• **Requirement**:
Copy out every line of the items below, starting with the line that contains "point: wooden support" and ending with the line that contains "column 10, row 200", both included.

(Entries from a pointing dataset)
◆ ◆ ◆

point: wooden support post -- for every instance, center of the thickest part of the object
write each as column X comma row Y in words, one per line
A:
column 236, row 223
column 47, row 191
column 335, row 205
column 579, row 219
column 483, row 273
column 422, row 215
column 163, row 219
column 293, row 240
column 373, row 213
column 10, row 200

◆ ◆ ◆

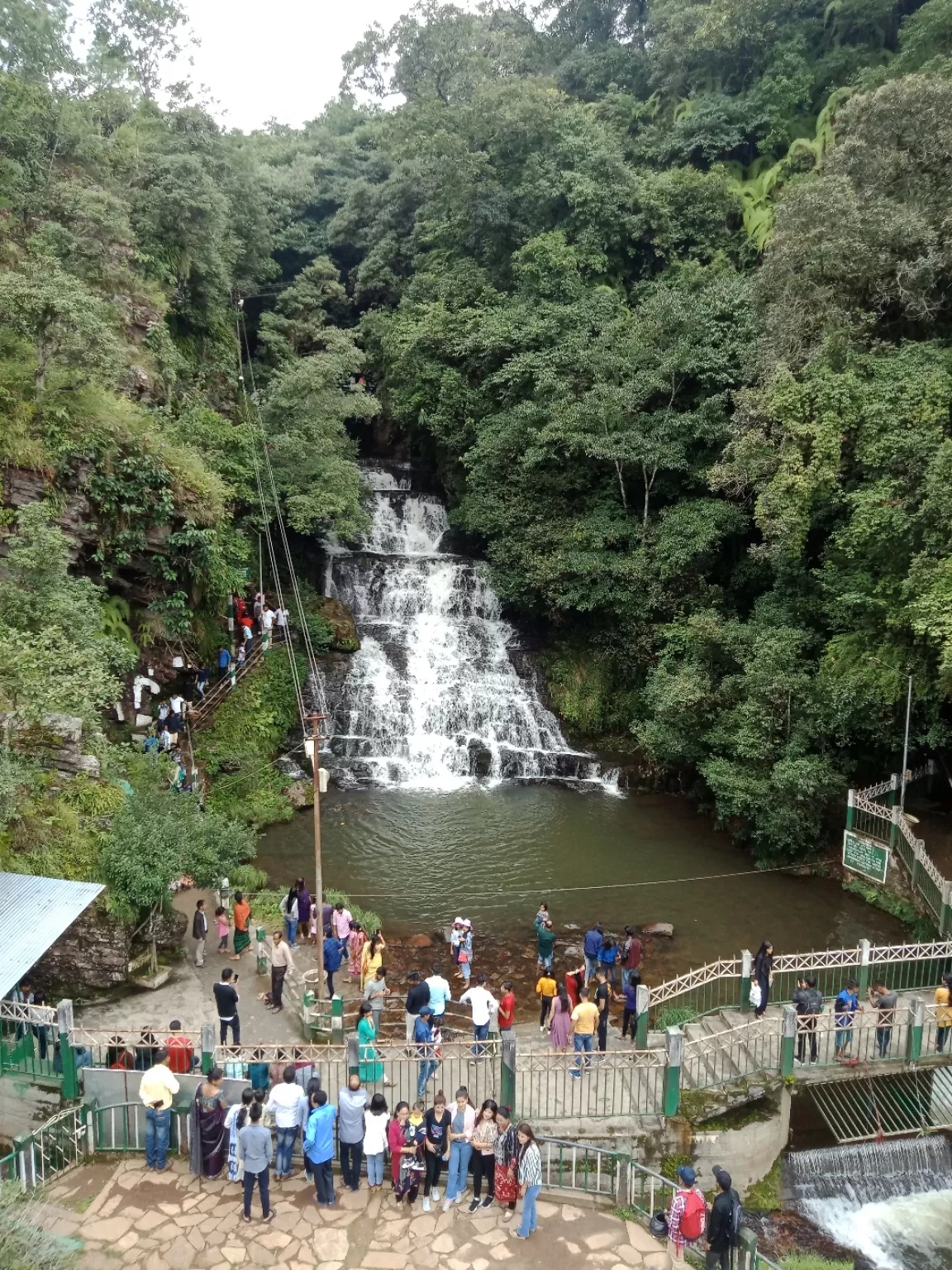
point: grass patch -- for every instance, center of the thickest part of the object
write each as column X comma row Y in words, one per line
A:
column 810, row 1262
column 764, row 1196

◆ ◆ ◆

• **Answer to the task**:
point: wooden support post -- for every instance, center of the thickest part of the object
write each as column X comma row Y in words, one per line
A:
column 236, row 223
column 47, row 191
column 335, row 205
column 579, row 219
column 483, row 273
column 422, row 215
column 163, row 219
column 293, row 240
column 373, row 213
column 10, row 200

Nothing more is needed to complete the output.